Text section —

----

But look around the pews of the church today and you ask: "Where are the white people, the descendants of the people whose names are on the memorial plaques on the walls of the church?"
Well, to be fair, perhaps their absence is more of a cultural thing rather than a racial thing. We blacks do sometimes worship differently, we sing differently, we feel the spirit differently and this has a lot to do with our African ancestry.
But there is supposed to be only one God and I have seen a fair number of white people whose spirituality has more in common with black people than their fellow whites: they would be more at home in predominantly black churches than at more traditional white ones.
You may continue to argue because Bermuda is so small, because everything is so compact, we have always done things differently ? even in matters of race.
There is some truth to this. But let us turn to Bermuda's school system ? historically, whites went to private schools well before there was a debate on the standard of education in public schools.
It has always been accepted that a majority of white children will attend private school while the majority of blacks will go to public school. And this remains a fact despite the one-way integration in recent decades of black children into private schools.
The trend of whites going to private schools accelerated when it was decided to desegregate Bermuda's school system by law. I was a witness to that process because I went up to the House of Assembly on the day the Members of Parliament debated and passed the law.
I almost got run over by a horde of white parents, mostly mothers, who were dead set against such a law being approved. I saw a similar reaction when at one time Bermuda entered a debate as to whether so-called black studies should be taught in Bermuda's schools, which in reality only meant the inclusion of the black Bermudian role in Bermuda's history (and, from my perspective, that would have also meant the inclusion of the black man's role in world history).
This initiative came to naught and incredibly enough some black people were concerned, arguing the issue should not be pushed because it might upset white people to learn the truth of race relations in this country.

----

Supplied information —
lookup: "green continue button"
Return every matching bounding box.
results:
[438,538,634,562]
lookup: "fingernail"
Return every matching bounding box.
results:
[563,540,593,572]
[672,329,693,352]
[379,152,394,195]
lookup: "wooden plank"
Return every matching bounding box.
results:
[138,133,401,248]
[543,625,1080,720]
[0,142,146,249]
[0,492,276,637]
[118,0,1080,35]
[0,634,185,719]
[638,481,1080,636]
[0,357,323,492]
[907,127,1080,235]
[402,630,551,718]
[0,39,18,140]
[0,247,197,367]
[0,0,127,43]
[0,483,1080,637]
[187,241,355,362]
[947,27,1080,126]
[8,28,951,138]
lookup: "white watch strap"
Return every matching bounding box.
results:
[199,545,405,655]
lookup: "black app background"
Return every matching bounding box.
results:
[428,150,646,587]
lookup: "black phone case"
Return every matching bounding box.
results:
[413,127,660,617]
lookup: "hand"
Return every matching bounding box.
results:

----

What you will do —
1. In the text on race in Bermuda, who almost ran the writer over at the House of Assembly?
2. Carry on the text on race in Bermuda from its last sentence.
The entries are drawn from a separate source.

Responses to the exercise —
1. A horde of white parents, mostly mothers.

2.
When I speak of an attempt to graft black people into white society I know what I am talking about. But that still leaves the question: Where do we go from here in regards to the overall question I broached at the outset ? has the experiment of so-called integration failed? Well, I have long accepted that the experiment of whether multiracial societies can work has always involved a lot of trial and error.
the American authors of do not profess that there is a miracle cure to America's racial divide. One black and the other writer white, they were shocked to learn that even though they are both academics and have collaborated together in the past, they essentially live in two different worlds ? worlds of black and white. While calling Washington-mandated integration a myth, they do speak of what they consider to successful manifestations of genuine racial integration.
And they have found some worrying trends. One is that African-Americans are getting tired of carrying the burden of integration on their backs alone while white Americans increasingly are asking what more they have to do to satisfy black demands. The result is a degree of voluntary resegregation.
Again what of Bermuda and its racial divide? Will there be a different trend here based on the fact that blacks constitute the overwhelming majority as opposed to in America where they are a minority? Or will we too get tired of carrying the burden of so-called integration on our backs alone?
I guess it all comes down to this: As a black Bermudian, what do I really have in common with my fellow white Bermudian which will allow us to live in harmony? I confess that up to this point I do not have a true answer to this question which will have such a great bearing on the future of this country.